Exercise 1: Using the Bernier biography, explain why his term as Superintendent of Education for the Catholic schools in Manitoba ended in 1890. Answer in one to three sentences.
Exercise 2: Reproduce the stretch of the Bernier biography from "He worked in" through "of Métis lands.", word for word.

Text:
--------
Thomas-Alfred Bernier (August 15, 1844 – December 30, 1908) was a Canadian journalist, lawyer, and senator.

Born in Saint-Georges-d'Henryville, County of Iberville, Quebec, the son of Thomas Bernier and Julia Létourneau, Bernier was educated at the College of St. Hyacinthe. He was married in August 1871 to Julia Malvina and they had ten children, three of whom died in infancy.

He worked in journalism and was a lawyer who practiced for some years in St. John d'Iberville, and in 1880, he moved to Manitoba. He was Superintendent of Education for the Catholic schools in Manitoba from 1881 to 1890 until public funding for the Catholic schools was abolished. From 1881 to 1893, he was Registrar of the University of Manitoba. He was a member of the Executive Committee of the Provincial Agricultural Board, and Chairman of the Eastern Judicial District Board. Bernier was Mayor of St. Boniface in 1883, 1884, 1886, 1891, and 1897. He was also a Commissioner to revise the municipal law, and a Commissioner to inquire into the working of the law in connection with the sale of Métis lands.
--------
Dataset records:
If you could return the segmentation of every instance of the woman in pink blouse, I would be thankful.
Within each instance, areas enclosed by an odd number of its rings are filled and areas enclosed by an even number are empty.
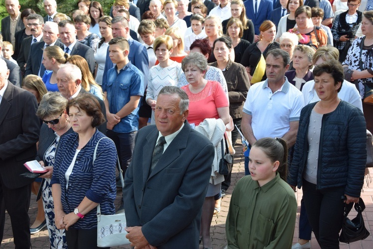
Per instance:
[[[182,68],[189,84],[182,87],[189,97],[187,121],[192,126],[198,126],[206,118],[220,118],[224,124],[230,121],[229,103],[220,84],[204,79],[207,60],[199,53],[190,53],[183,60]],[[218,176],[218,173],[216,173]],[[224,180],[222,178],[221,181]],[[210,226],[215,206],[214,196],[220,192],[221,182],[209,183],[202,208],[200,236],[204,248],[212,248]]]

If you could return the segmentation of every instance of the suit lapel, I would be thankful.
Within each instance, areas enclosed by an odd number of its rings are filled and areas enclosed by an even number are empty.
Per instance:
[[[171,144],[169,145],[166,151],[163,153],[155,167],[153,169],[153,171],[149,175],[149,179],[168,166],[176,159],[179,157],[180,156],[180,150],[186,147],[186,144],[187,143],[186,138],[188,137],[188,134],[190,132],[191,129],[190,125],[187,122],[186,122],[184,127],[182,130],[175,137],[175,138],[172,141]],[[153,149],[155,146],[155,144],[154,144],[154,146],[153,147]],[[152,150],[152,151],[153,151],[153,150]]]
[[[11,104],[9,102],[13,98],[13,85],[8,81],[8,86],[4,92],[1,102],[0,103],[0,125],[4,121]]]
[[[79,53],[79,48],[80,48],[80,46],[79,46],[80,44],[80,43],[79,43],[79,41],[77,40],[77,43],[74,45],[74,47],[73,48],[73,50],[71,50],[70,55],[74,55],[78,54]]]
[[[143,182],[146,182],[149,178],[149,172],[150,170],[150,165],[152,163],[153,151],[154,150],[157,138],[158,137],[158,130],[155,126],[154,130],[146,136],[147,143],[143,147],[144,152],[142,161]],[[153,169],[154,170],[154,169]]]

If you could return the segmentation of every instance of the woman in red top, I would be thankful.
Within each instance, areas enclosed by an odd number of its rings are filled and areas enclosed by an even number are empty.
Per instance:
[[[199,53],[191,52],[183,60],[182,68],[189,83],[182,87],[189,97],[187,121],[191,125],[197,126],[206,118],[220,118],[226,125],[230,119],[228,98],[218,82],[204,79],[207,67],[206,57]],[[200,236],[204,248],[212,248],[210,226],[215,206],[214,196],[220,192],[221,186],[221,182],[209,184],[202,208]]]

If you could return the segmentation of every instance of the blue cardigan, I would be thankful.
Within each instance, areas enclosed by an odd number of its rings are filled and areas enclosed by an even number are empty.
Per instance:
[[[65,173],[71,164],[79,144],[76,133],[61,137],[56,154],[55,166],[51,184],[60,184],[61,202],[64,212],[74,211],[85,197],[100,204],[102,214],[115,213],[114,201],[116,196],[115,166],[117,153],[114,143],[108,139],[99,142],[94,165],[93,154],[97,141],[104,135],[96,132],[87,145],[78,154],[73,171],[66,188]],[[77,229],[91,229],[97,227],[96,208],[93,208],[84,218],[80,219],[72,227]]]
[[[308,156],[307,133],[311,111],[316,102],[300,113],[288,183],[300,188]],[[337,108],[324,114],[320,133],[316,187],[345,186],[345,193],[358,197],[363,187],[367,162],[366,125],[363,112],[341,100]]]

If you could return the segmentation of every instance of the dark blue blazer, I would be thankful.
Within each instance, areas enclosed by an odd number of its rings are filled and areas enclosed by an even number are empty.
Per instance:
[[[246,8],[247,18],[253,21],[255,28],[255,34],[260,34],[259,27],[266,20],[270,20],[271,13],[273,10],[273,2],[272,0],[262,0],[259,5],[259,9],[256,15],[254,11],[253,0],[247,0],[244,2]]]
[[[133,39],[128,40],[128,44],[129,44],[128,59],[131,63],[141,71],[144,75],[144,82],[145,84],[145,85],[144,86],[144,89],[145,89],[145,86],[148,83],[148,76],[149,74],[149,58],[146,47],[140,42]],[[103,70],[102,84],[104,82],[106,82],[107,71],[113,67],[114,64],[113,64],[109,57],[109,47],[108,47],[106,59],[105,61],[105,68]]]
[[[127,225],[142,226],[149,243],[158,249],[198,248],[214,147],[187,122],[185,124],[150,173],[158,130],[155,125],[140,130],[126,171],[123,193]]]
[[[274,9],[272,13],[271,14],[271,18],[270,20],[272,21],[272,22],[275,23],[276,25],[276,28],[279,26],[279,22],[280,22],[280,19],[281,19],[281,14],[282,12],[282,8],[280,6],[279,8],[277,8]],[[285,14],[287,14],[287,11],[285,10]]]

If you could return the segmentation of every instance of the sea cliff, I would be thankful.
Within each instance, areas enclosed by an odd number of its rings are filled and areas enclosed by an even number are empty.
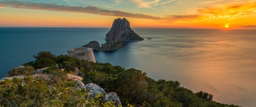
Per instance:
[[[210,94],[193,93],[176,81],[154,80],[135,69],[50,52],[34,57],[0,81],[1,106],[238,106],[213,101]]]

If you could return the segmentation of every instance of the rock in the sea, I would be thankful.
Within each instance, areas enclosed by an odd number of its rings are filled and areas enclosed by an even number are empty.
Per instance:
[[[121,41],[142,41],[140,37],[133,31],[130,26],[130,22],[125,18],[115,20],[111,29],[106,35],[106,40],[117,40]]]
[[[122,106],[121,102],[116,93],[111,92],[104,97],[104,102],[109,102],[111,100],[116,102],[115,105],[116,106],[118,106],[118,105]]]
[[[75,81],[75,84],[77,84],[77,86],[75,86],[75,89],[81,90],[83,88],[85,88],[85,86],[81,81]]]
[[[99,50],[100,49],[100,44],[98,42],[96,41],[92,41],[90,42],[88,44],[85,44],[83,46],[83,47],[91,48],[94,50]]]
[[[104,95],[106,95],[105,91],[99,86],[95,83],[88,83],[85,85],[85,87],[87,92],[88,92],[89,93],[89,98],[94,98],[99,94],[102,94]]]
[[[124,47],[124,42],[119,41],[109,41],[101,45],[100,50],[110,51]]]

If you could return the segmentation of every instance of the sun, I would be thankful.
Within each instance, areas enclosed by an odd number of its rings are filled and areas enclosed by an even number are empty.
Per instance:
[[[225,24],[225,27],[228,28],[230,27],[230,24]]]

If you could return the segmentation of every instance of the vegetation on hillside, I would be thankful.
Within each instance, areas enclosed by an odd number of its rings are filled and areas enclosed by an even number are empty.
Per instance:
[[[49,68],[43,73],[54,76],[48,81],[32,77],[0,81],[0,106],[115,106],[111,103],[103,103],[99,98],[87,98],[85,89],[74,89],[75,83],[66,77],[70,73],[83,77],[85,84],[92,82],[107,92],[116,92],[123,106],[238,106],[213,101],[212,94],[201,91],[193,93],[177,81],[154,80],[135,69],[125,70],[110,63],[55,56],[50,52],[41,52],[33,57],[35,61],[23,64],[24,67],[14,67],[7,76],[30,76],[34,69],[45,67]],[[48,86],[56,88],[50,91]]]

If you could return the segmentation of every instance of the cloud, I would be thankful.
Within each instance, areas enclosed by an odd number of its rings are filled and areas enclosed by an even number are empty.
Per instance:
[[[256,25],[243,25],[243,26],[241,26],[240,27],[256,27]]]
[[[203,16],[199,15],[168,15],[167,18],[168,20],[193,21],[200,20]]]
[[[0,7],[12,7],[15,8],[43,10],[49,11],[59,11],[65,12],[83,13],[98,14],[107,16],[121,16],[132,18],[160,20],[164,18],[146,15],[144,14],[135,14],[124,12],[119,10],[110,10],[102,9],[95,6],[75,7],[59,5],[56,4],[37,3],[29,2],[20,2],[18,1],[4,1],[0,2]]]
[[[227,4],[221,7],[204,7],[197,10],[203,14],[212,14],[216,18],[243,16],[253,13],[256,9],[256,2]]]
[[[202,18],[202,16],[199,15],[167,15],[166,17],[160,17],[140,13],[136,14],[128,13],[121,10],[110,10],[108,9],[103,9],[95,6],[88,6],[83,7],[78,6],[59,5],[55,3],[38,3],[29,2],[20,2],[18,1],[4,1],[3,2],[0,1],[0,7],[5,8],[8,7],[21,9],[81,13],[105,16],[151,19],[160,21],[161,22],[165,23],[180,20],[197,20]]]
[[[204,2],[201,3],[202,4],[210,4],[210,3],[217,3],[220,2],[222,2],[223,0],[215,0],[215,1],[210,1],[207,2]]]
[[[116,0],[115,1],[116,3],[114,4],[114,5],[118,5],[119,4],[120,4],[120,3],[123,2],[123,0]]]
[[[139,8],[151,8],[175,1],[175,0],[132,0],[138,4]]]
[[[65,1],[66,2],[68,3],[69,5],[72,5],[72,6],[75,6],[74,5],[73,5],[72,4],[71,4],[71,3],[68,1],[68,0],[63,0],[64,1]]]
--------
Complete output 1: Bernier's term as Superintendent of Education for Manitoba's Catholic schools, which began in 1881, ended in 1890 because public funding for the Catholic schools was abolished that year.

Complete output 2:
He worked in journalism and was a lawyer who practiced for some years in St. John d'Iberville, and in 1880, he moved to Manitoba. He was Superintendent of Education for the Catholic schools in Manitoba from 1881 to 1890 until public funding for the Catholic schools was abolished. From 1881 to 1893, he was Registrar of the University of Manitoba. He was a member of the Executive Committee of the Provincial Agricultural Board, and Chairman of the Eastern Judicial District Board. Bernier was Mayor of St. Boniface in 1883, 1884, 1886, 1891, and 1897. He was also a Commissioner to revise the municipal law, and a Commissioner to inquire into the working of the law in connection with the sale of Métis lands.